WHAT IS EXPECTED: Without including the pictures, copy out every line below.

◆ ◆ ◆ ◆ ◆ ◆ ◆

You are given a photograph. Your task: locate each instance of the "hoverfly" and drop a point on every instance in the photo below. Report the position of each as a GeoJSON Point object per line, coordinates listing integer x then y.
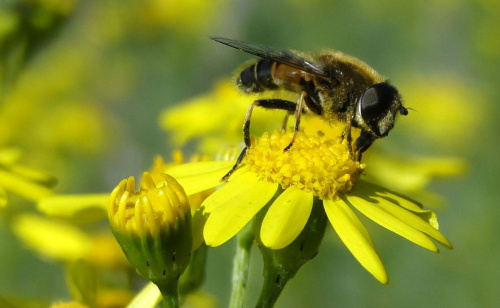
{"type": "Point", "coordinates": [332, 85]}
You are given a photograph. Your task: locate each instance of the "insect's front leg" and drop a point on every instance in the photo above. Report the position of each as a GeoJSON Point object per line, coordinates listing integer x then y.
{"type": "Point", "coordinates": [298, 113]}
{"type": "Point", "coordinates": [364, 141]}
{"type": "Point", "coordinates": [347, 134]}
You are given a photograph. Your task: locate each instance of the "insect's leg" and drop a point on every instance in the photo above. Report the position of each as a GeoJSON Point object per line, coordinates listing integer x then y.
{"type": "Point", "coordinates": [236, 165]}
{"type": "Point", "coordinates": [264, 103]}
{"type": "Point", "coordinates": [347, 134]}
{"type": "Point", "coordinates": [246, 138]}
{"type": "Point", "coordinates": [298, 113]}
{"type": "Point", "coordinates": [364, 141]}
{"type": "Point", "coordinates": [285, 122]}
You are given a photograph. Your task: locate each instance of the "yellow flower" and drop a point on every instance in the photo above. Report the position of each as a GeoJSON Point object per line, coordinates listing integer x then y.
{"type": "Point", "coordinates": [315, 167]}
{"type": "Point", "coordinates": [20, 180]}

◆ ◆ ◆ ◆ ◆ ◆ ◆

SOLVED EXERCISE:
You are given a photograph. Your task: locate each instance of the "hoverfly" and drop a point on every instance in the photo below. Report the position of each as a GeoJSON Point object per line, coordinates listing integer x then y.
{"type": "Point", "coordinates": [332, 85]}
You are given a photograph. Your task: locate each instance of the "insect's front leg" and drop a point on every instance in the photo above. Report the position of each as a GeoJSON Point object per line, coordinates listing integer x then y.
{"type": "Point", "coordinates": [298, 113]}
{"type": "Point", "coordinates": [364, 141]}
{"type": "Point", "coordinates": [347, 134]}
You are given a photograph. Your task: locate each instance of the "insect's leg" and drop a point on every instance in the photo above. Report the position of each as a GeoJSON Point object per line, coordinates listing integer x then y.
{"type": "Point", "coordinates": [236, 165]}
{"type": "Point", "coordinates": [264, 103]}
{"type": "Point", "coordinates": [347, 134]}
{"type": "Point", "coordinates": [246, 138]}
{"type": "Point", "coordinates": [298, 113]}
{"type": "Point", "coordinates": [364, 141]}
{"type": "Point", "coordinates": [285, 122]}
You are given a photograph. Your task: locate each instance of the "yellow flower" and drop a point on every instance in the photo above. Report the position of each as a GeoJSON Point object per line, coordinates listing integer x then y.
{"type": "Point", "coordinates": [315, 167]}
{"type": "Point", "coordinates": [20, 180]}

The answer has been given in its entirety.